=== Text passage ===
════════
"Another Love" is a song by English singer-songwriter Tom Odell, released in October 2012 as his debut single and lifted from his debut extended play, Songs from Another Love (2012) as well as the lead single from his debut studio album Long Way Down (2013).

In 2013, the song became a major commercial success in Europe, peaking at number 10 on the UK Singles Chart, and becoming Odell's first top-ten hit in that country. It also experienced success in the Netherlands, Austria, and Belgium.

In 2022, the song re-appeared on charts across Europe and Australia after becoming popular on TikTok, eventually returning to its number 10 UK Singles Chart position in January 2023. In August 2022, the song amassed 1 billion streams on Spotify.

Music video
A music video to accompany the release of "Another Love" was first released onto YouTube on 5 November 2012 at a total length of four minutes and eight seconds. It depicts Odell sitting in an armchair in front of the camera as a girl attempts to get his attention. It ends with the girl seemingly leaving Odell.
════════
=== Data extract ===
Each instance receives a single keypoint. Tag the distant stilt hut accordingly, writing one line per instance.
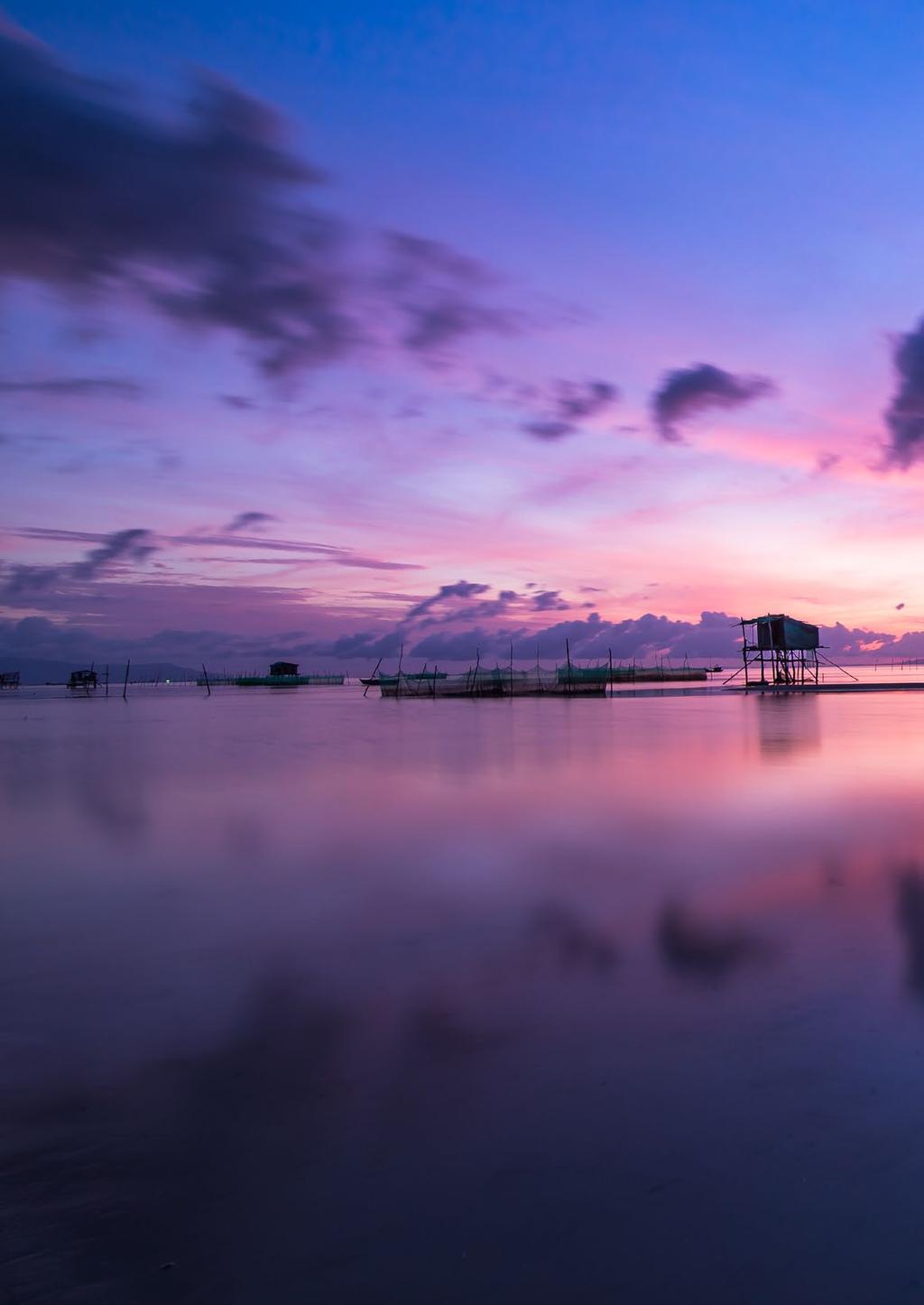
(780, 650)
(82, 681)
════════
=== What to do ===
**a.** In the text about the song Another Love, on what date was the music video first released onto YouTube?
**b.** Please quote the part of the text about the song Another Love that opens with the words containing "In 2013, the" and closes with "Austria, and Belgium.".

=== The solutions ===
**a.** 5 November 2012

**b.**
In 2013, the song became a major commercial success in Europe, peaking at number 10 on the UK Singles Chart, and becoming Odell's first top-ten hit in that country. It also experienced success in the Netherlands, Austria, and Belgium.